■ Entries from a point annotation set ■
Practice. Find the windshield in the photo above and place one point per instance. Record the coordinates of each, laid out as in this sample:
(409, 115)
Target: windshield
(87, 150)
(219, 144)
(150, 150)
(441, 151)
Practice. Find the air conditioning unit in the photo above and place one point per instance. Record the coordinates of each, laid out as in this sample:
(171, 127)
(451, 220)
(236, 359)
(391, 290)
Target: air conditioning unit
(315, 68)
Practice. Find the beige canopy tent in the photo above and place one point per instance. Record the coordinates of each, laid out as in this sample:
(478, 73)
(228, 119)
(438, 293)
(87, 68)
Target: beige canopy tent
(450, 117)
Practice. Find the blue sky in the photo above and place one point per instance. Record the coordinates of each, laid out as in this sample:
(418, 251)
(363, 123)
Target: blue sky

■ Aim of the exercise ■
Duplicate every line of the items above, without changing anything.

■ Correct answer ■
Practice. Find the windshield in the photo above and place one point per instance. Record the coordinates of each, laid out as in this sample:
(409, 115)
Target: windshield
(87, 150)
(219, 144)
(150, 150)
(441, 151)
Practice. Find the air conditioning unit in the photo above and place one point per instance. Record the coordinates of each, laid out as in this sample:
(171, 127)
(451, 220)
(236, 359)
(391, 290)
Target: air conditioning unit
(315, 68)
Practice. Find the beige canopy tent in the photo above and place one point per instance. Record the coordinates of each, laid out as in this sample:
(478, 73)
(228, 119)
(438, 293)
(87, 68)
Target: beige canopy tent
(450, 117)
Practice. Find the blue sky in the photo above and place one point per instance. Record the coordinates of each, laid out as in this sample:
(418, 251)
(363, 123)
Target: blue sky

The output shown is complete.